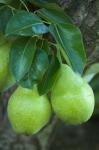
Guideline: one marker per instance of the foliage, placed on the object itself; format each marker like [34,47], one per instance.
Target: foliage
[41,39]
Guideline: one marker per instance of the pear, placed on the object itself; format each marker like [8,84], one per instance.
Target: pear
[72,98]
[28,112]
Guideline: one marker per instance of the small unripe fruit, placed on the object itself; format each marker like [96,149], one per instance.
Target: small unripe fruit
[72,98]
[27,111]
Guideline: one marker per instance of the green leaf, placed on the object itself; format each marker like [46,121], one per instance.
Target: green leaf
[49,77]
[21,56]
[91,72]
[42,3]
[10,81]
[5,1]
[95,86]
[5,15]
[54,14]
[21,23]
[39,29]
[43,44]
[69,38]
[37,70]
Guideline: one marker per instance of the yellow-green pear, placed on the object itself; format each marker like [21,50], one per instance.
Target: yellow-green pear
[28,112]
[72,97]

◆ ◆ ◆

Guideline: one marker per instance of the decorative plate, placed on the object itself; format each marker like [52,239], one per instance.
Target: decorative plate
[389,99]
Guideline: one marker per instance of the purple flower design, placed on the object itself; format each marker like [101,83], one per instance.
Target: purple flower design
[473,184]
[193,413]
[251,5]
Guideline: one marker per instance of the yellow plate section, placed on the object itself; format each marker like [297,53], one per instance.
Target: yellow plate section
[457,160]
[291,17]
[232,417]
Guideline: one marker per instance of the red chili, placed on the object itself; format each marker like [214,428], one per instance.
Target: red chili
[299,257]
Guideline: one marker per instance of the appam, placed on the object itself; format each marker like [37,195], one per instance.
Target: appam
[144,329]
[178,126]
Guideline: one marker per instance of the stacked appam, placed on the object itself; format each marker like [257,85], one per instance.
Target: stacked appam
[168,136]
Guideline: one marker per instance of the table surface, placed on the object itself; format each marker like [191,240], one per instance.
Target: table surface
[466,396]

◆ ◆ ◆

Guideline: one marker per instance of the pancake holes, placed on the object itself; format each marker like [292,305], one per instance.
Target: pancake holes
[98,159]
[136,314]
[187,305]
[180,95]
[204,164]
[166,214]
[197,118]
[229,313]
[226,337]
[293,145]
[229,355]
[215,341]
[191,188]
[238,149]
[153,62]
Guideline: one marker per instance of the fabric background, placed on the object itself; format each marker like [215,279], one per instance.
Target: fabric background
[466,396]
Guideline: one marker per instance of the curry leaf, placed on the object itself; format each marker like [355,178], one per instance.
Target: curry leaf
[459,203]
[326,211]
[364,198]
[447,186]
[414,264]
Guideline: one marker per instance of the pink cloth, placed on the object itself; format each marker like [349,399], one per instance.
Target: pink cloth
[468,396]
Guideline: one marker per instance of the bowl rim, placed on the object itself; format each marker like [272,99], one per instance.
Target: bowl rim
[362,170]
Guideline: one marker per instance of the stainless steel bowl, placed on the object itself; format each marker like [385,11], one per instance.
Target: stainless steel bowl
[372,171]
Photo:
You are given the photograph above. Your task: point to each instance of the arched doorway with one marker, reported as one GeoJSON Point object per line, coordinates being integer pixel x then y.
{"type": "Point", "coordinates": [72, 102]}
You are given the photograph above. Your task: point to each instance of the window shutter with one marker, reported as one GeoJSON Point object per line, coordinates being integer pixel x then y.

◆ ◆ ◆

» Work required: Copy out only the lines of the records above from the one with "Guideline: one marker per instance of the stainless" through the one with "of the window", exactly as they stand, both included.

» Output for this task:
Guideline: one marker per instance of the stainless steel bowl, placed on the object itself; format each marker like [385,11], one per instance.
Target: stainless steel bowl
[372,171]
Photo:
You are given the photograph above. Your task: point to each instance of the arched doorway with one marker, reported as one GeoJSON Point object per line, coordinates being integer pixel x then y.
{"type": "Point", "coordinates": [72, 102]}
You are given the photograph above. Your task: point to each instance of the window shutter with one marker, reported as one GeoJSON Point object per line, coordinates being integer pixel x then y.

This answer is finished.